Siegel der Universität Heidelberg
Bild / picture

Begründerin der Wullie-Forschung

30. Januar 2007

Anne Hoyers Untersuchung des populärsten Comics in Schottland: Das "British Standard English" hält immer mehr Einzug


Anne Hoyers Untersuchung des populärsten Comics in Schottland  
Die Heidelberger Wissenschaftlerin Anne Hoyer mit ihren Forschungsobjekten
Foto : Oliver Fink

In Schottland kennt ihn jeder: William Russell, einen neunjährigen Lausebengel mit jeder Menge Unfug im Kopf. Vor 70 Jahren erblickte er das Licht der Welt und ist seitdem nicht gealtert. Denn Wullie, so sein Spitzname, ist eine Comic-Figur. Seit 1936 begeistert er die Leser der schottischen "Sunday Post". Laut einer Umfrage aus dem Jahr 2004 gehört die Lektüre der Serie zu den "100 things to do in Scotland before dying", im gleichen Jahr wurde diese "schottische Ikone" (BBC) zudem in den Rang eines Nationalhelden erhoben – noch vor Sean Connery.

Aufgaben:
1. Schreibe aus dem Text über Wullie bitte alles von „Begründerin der Wullie-Forschung“ bis hinunter zu „vor Sean Connery.“ ab.
2. Erkläre in ein bis drei Sätzen anhand des Textes über Wullie, warum die Figur seit ihrer Entstehung vor 70 Jahren nicht gealtert ist.
3. In welcher Zeitung erscheint die Serie laut dem Text über Wullie seit 1936?
Die anschließenden Zeilen haben damit nichts zu tun.

Datensätze aus einer Datensammlung:

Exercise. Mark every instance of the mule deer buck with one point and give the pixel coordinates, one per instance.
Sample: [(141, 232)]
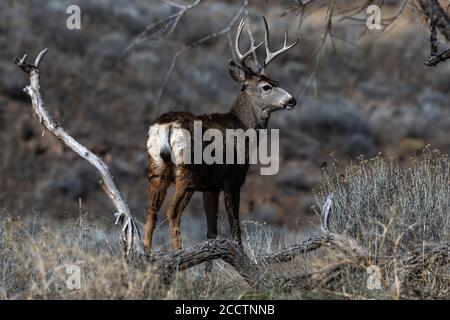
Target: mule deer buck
[(258, 98)]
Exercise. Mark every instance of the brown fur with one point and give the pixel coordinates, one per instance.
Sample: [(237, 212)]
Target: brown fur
[(258, 98)]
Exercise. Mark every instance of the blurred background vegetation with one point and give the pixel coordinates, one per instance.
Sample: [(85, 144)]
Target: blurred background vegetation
[(360, 94)]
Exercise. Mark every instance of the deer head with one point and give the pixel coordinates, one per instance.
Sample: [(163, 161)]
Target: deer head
[(260, 95)]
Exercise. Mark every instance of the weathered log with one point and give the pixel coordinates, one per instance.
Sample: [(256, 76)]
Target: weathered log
[(254, 272), (130, 232)]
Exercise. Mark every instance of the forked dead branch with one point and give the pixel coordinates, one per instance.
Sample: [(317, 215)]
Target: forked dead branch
[(351, 254)]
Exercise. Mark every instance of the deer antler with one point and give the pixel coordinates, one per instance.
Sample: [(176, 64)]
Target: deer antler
[(272, 55), (252, 49)]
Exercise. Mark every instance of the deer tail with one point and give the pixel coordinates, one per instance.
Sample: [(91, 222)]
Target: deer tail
[(165, 150)]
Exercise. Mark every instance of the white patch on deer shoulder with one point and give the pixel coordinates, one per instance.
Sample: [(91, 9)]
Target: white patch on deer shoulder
[(158, 143)]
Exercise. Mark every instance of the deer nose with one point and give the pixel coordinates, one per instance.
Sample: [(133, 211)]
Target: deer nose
[(291, 103)]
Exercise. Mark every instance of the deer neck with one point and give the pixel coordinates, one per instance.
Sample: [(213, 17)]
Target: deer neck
[(244, 109)]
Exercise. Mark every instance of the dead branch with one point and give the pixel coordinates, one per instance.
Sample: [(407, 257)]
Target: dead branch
[(130, 232), (254, 272), (439, 20)]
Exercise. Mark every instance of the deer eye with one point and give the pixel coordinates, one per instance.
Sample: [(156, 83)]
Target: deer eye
[(267, 87)]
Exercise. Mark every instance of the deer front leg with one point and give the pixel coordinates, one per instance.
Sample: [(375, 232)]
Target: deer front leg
[(232, 199), (211, 204)]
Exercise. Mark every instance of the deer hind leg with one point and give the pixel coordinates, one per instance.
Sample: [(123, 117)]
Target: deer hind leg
[(232, 201), (211, 204), (157, 193), (179, 202)]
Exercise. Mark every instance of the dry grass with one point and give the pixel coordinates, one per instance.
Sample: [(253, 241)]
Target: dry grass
[(388, 209)]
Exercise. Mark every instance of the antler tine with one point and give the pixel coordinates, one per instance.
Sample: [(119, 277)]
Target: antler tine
[(241, 56), (272, 55)]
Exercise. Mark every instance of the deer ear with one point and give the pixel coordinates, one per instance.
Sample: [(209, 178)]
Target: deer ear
[(237, 73)]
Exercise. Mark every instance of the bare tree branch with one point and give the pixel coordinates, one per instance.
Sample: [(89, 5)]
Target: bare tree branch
[(130, 232)]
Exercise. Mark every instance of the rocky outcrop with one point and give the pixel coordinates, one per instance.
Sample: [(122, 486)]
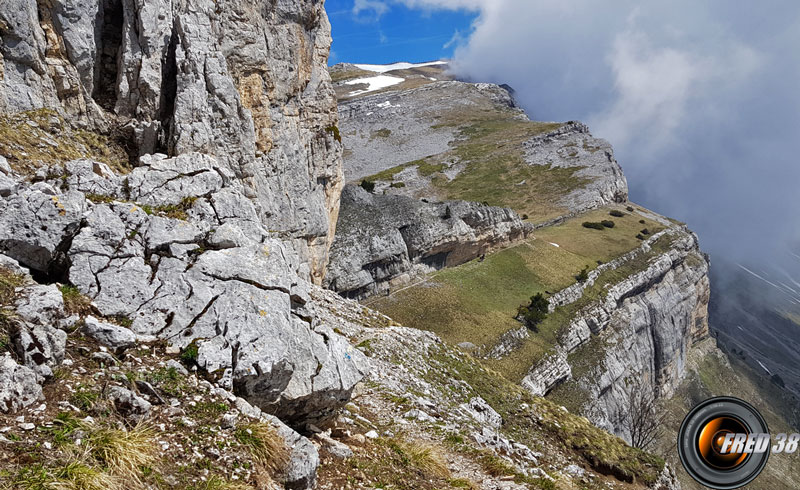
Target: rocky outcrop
[(374, 126), (386, 240), (243, 82), (572, 145), (636, 337)]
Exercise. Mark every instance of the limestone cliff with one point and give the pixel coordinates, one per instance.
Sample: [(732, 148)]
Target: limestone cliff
[(637, 337), (244, 82)]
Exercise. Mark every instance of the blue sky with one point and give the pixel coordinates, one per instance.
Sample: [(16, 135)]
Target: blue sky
[(383, 33)]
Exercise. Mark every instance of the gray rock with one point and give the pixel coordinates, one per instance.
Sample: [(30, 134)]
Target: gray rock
[(301, 470), (572, 145), (483, 412), (384, 240), (162, 181), (18, 385), (173, 364), (104, 358), (39, 347), (5, 168), (108, 334), (92, 177), (41, 305), (335, 448), (129, 404), (35, 222), (12, 265)]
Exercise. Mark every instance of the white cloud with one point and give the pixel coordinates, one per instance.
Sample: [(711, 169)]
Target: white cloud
[(376, 8), (698, 99)]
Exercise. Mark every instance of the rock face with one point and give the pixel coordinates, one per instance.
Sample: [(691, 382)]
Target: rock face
[(572, 145), (637, 337), (244, 82), (211, 241), (385, 240), (375, 126)]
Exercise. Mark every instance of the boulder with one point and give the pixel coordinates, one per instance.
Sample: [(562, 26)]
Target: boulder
[(39, 347), (41, 305), (18, 385), (129, 404), (36, 222), (108, 334)]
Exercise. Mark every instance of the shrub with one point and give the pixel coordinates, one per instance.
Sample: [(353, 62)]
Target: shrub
[(368, 186), (264, 444), (534, 313)]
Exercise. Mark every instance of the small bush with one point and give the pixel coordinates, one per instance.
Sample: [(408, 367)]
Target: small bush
[(534, 313), (264, 444), (368, 186)]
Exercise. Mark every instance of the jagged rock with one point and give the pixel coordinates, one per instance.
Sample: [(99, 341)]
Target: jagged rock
[(254, 92), (173, 364), (129, 404), (39, 347), (13, 266), (92, 177), (18, 385), (483, 412), (41, 305), (114, 336), (36, 222), (333, 447), (163, 181), (572, 145), (242, 307), (384, 240), (301, 470)]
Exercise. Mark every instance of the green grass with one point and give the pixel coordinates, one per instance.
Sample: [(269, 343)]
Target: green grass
[(477, 301)]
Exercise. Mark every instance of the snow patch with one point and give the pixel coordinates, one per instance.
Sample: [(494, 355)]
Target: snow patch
[(398, 66), (374, 83)]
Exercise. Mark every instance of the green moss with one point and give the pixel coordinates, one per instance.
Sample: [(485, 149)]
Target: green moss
[(41, 137)]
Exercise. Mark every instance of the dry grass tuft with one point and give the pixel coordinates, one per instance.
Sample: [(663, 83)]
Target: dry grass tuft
[(422, 455), (123, 452), (74, 302), (265, 445)]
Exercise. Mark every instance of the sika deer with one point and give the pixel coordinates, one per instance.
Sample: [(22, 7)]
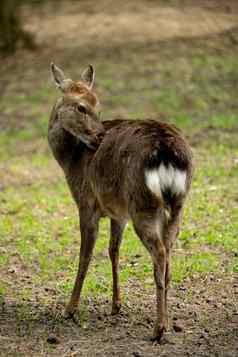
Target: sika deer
[(124, 169)]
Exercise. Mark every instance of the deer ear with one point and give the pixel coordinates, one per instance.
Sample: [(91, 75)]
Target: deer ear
[(88, 76), (58, 75)]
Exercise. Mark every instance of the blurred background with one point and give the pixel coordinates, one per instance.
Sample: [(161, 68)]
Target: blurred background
[(174, 60)]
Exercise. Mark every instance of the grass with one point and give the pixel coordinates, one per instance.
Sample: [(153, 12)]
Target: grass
[(39, 235)]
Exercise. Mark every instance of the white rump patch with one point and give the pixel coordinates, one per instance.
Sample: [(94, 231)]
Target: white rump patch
[(163, 178)]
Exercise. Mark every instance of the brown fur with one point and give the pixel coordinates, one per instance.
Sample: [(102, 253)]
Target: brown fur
[(106, 175)]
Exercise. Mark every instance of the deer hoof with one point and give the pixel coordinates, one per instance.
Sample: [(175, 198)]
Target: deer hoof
[(116, 308), (158, 333), (70, 312)]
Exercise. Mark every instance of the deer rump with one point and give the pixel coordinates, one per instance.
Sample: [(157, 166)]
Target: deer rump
[(139, 164)]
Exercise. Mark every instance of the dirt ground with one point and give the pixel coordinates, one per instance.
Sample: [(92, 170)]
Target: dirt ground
[(203, 310), (204, 322)]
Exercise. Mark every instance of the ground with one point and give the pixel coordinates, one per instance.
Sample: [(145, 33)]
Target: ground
[(171, 60)]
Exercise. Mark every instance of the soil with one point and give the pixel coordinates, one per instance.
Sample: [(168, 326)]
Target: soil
[(204, 309), (203, 313)]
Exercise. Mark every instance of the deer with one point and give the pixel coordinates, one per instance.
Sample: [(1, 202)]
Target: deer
[(138, 170)]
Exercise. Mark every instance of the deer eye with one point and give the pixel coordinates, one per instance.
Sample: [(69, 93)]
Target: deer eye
[(81, 108)]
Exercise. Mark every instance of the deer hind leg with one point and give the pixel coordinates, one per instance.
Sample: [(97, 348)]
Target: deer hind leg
[(114, 246), (150, 233), (171, 232), (89, 229)]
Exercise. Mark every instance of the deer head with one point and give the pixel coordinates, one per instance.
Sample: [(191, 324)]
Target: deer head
[(77, 110)]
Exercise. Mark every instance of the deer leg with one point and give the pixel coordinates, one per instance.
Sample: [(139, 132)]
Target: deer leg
[(151, 237), (114, 246), (89, 229), (171, 232)]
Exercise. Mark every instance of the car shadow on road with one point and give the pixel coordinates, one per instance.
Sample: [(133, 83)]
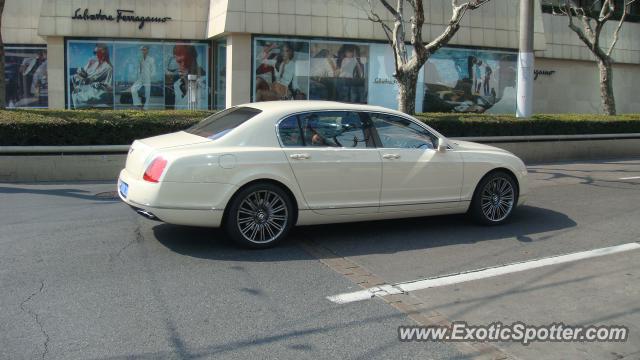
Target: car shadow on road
[(363, 238)]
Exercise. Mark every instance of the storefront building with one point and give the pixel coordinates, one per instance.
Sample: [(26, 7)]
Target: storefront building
[(212, 54)]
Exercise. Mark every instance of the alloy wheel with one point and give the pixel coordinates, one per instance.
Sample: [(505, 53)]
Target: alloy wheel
[(262, 216), (497, 199)]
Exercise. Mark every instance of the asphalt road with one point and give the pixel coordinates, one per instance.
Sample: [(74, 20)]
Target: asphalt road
[(83, 277)]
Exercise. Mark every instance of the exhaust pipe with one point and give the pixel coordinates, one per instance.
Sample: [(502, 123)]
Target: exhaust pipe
[(145, 213)]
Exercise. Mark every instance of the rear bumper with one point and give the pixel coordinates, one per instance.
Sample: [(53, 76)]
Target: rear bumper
[(142, 195)]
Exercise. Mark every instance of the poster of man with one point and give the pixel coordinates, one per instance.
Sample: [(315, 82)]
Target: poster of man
[(138, 76), (26, 81), (339, 72), (182, 60), (461, 80), (282, 70), (90, 74)]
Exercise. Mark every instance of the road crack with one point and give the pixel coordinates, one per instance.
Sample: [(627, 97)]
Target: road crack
[(139, 238), (37, 318)]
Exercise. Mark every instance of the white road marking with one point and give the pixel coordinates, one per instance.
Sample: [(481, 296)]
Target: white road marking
[(403, 287)]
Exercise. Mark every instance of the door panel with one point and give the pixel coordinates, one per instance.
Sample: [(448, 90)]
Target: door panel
[(339, 180), (414, 175), (424, 178), (338, 170)]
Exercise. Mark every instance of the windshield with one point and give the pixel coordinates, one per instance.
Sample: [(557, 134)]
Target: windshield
[(220, 123)]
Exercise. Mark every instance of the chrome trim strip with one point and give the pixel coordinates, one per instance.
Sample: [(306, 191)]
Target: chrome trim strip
[(390, 205)]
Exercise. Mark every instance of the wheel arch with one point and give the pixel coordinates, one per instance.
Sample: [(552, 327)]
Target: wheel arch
[(277, 183), (508, 171)]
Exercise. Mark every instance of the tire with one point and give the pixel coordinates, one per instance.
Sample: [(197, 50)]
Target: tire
[(494, 199), (259, 216)]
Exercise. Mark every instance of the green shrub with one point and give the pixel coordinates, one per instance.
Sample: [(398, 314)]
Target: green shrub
[(89, 127), (461, 125), (120, 127)]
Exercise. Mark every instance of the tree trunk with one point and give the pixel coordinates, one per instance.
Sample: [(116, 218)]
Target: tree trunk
[(2, 79), (606, 87), (407, 83)]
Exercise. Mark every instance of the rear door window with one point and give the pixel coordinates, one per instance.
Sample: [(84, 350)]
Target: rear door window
[(334, 129), (220, 123)]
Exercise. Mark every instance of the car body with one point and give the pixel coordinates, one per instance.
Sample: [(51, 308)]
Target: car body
[(334, 162)]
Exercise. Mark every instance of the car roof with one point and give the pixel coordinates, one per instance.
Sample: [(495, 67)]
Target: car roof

Lösungen je Aufgabe:
1.
Begründerin der Wullie-Forschung

30. Januar 2007

Anne Hoyers Untersuchung des populärsten Comics in Schottland: Das "British Standard English" hält immer mehr Einzug


Anne Hoyers Untersuchung des populärsten Comics in Schottland  
Die Heidelberger Wissenschaftlerin Anne Hoyer mit ihren Forschungsobjekten
Foto : Oliver Fink

In Schottland kennt ihn jeder: William Russell, einen neunjährigen Lausebengel mit jeder Menge Unfug im Kopf. Vor 70 Jahren erblickte er das Licht der Welt und ist seitdem nicht gealtert. Denn Wullie, so sein Spitzname, ist eine Comic-Figur. Seit 1936 begeistert er die Leser der schottischen "Sunday Post". Laut einer Umfrage aus dem Jahr 2004 gehört die Lektüre der Serie zu den "100 things to do in Scotland before dying", im gleichen Jahr wurde diese "schottische Ikone" (BBC) zudem in den Rang eines Nationalhelden erhoben – noch vor Sean Connery.

2. Wullie ist nicht gealtert, weil er eine Comic-Figur ist. Er erscheint seit 1936 in der schottischen „Sunday Post“ als neunjähriger Lausebengel.

3. In der schottischen „Sunday Post“.